> TRAVAIL À FAIRE: Recopiez tel quel, s'il vous plaît, le passage du texte sur l'innovation qui commence par « Ce dernier principe » et se termine par « retravailler ou arrêter. ».

#### TEXTE DE LECTURE ####

Ce dernier principe appelle à aller plus loin que l’adaptation aux changements : pour prospérer, il faut innover. Innover, c’est non seulement évoluer avec son environnement mais également anticiper, imaginer et choisir ce qu’il sera demain. Pour cela, il faut s’ouvrir à tous les possibles qui existeront aussi bien dans un mois que dans 10 ans. Parmi ces possibles, il faut déterminer ceux qu’on pense les plus probables et ceux que l’on veut favoriser voire provoquer pour définir sa stratégie en ce sens. L’innovation demande elle-même de l’adaptation et de réagir rapidement lorsqu’un produit ne rencontre pas le succès imaginé : il faut alors savoir retravailler ou arrêter.
Savoir où l’on va est nécessaire pour pouvoir innover
Cependant, avant de définir ce que l’on veut devenir, il faut déjà savoir qui l’on est. Pour ne pas se perdre et éviter de laisser sur le chemin des salariés ou des clients qui ne comprendraient pas où l’entreprise va, il est primordial de définir une raison d’être. En effet, l’innovation fera changer de route, peut-être de moyen de locomotion ou de compagnon de voyage mais la destination doit rester la même. Guide de l’innovation, la raison d’être indique où doivent être mis les efforts de recherche et d’adaptation.

#### LIGNES PRÉSENTÉES ####

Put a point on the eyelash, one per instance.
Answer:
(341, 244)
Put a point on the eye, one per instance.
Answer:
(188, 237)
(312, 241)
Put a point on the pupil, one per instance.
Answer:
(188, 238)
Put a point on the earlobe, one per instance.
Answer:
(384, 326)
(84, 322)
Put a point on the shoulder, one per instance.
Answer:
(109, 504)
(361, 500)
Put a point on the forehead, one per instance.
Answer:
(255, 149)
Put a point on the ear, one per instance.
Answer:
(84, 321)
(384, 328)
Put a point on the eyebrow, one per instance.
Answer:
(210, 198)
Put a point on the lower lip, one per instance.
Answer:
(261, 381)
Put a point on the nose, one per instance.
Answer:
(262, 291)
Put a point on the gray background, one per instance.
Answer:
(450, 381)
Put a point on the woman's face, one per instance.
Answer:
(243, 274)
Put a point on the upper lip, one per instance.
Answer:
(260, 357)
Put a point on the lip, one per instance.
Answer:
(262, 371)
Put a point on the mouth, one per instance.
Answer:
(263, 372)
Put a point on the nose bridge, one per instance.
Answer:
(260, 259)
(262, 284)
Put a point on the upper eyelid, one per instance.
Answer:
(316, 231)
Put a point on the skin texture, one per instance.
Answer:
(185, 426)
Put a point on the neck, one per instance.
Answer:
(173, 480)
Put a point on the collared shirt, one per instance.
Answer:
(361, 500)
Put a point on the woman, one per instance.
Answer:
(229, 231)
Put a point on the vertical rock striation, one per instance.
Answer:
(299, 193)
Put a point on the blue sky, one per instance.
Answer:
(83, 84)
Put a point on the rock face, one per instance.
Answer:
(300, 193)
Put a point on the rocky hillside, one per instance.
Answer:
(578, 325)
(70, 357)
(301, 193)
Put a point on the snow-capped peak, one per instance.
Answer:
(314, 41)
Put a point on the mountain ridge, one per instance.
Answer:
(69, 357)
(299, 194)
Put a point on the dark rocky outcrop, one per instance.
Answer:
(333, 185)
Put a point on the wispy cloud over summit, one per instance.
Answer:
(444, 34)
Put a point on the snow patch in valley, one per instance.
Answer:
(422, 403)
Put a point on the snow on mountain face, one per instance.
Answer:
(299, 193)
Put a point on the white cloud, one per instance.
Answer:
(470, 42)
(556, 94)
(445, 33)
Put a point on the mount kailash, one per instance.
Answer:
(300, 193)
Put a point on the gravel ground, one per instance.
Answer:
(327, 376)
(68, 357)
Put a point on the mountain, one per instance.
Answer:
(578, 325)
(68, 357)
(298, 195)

####

> RÉSULTAT ATTENDU:
Ce dernier principe appelle à aller plus loin que l’adaptation aux changements : pour prospérer, il faut innover. Innover, c’est non seulement évoluer avec son environnement mais également anticiper, imaginer et choisir ce qu’il sera demain. Pour cela, il faut s’ouvrir à tous les possibles qui existeront aussi bien dans un mois que dans 10 ans. Parmi ces possibles, il faut déterminer ceux qu’on pense les plus probables et ceux que l’on veut favoriser voire provoquer pour définir sa stratégie en ce sens. L’innovation demande elle-même de l’adaptation et de réagir rapidement lorsqu’un produit ne rencontre pas le succès imaginé : il faut alors savoir retravailler ou arrêter.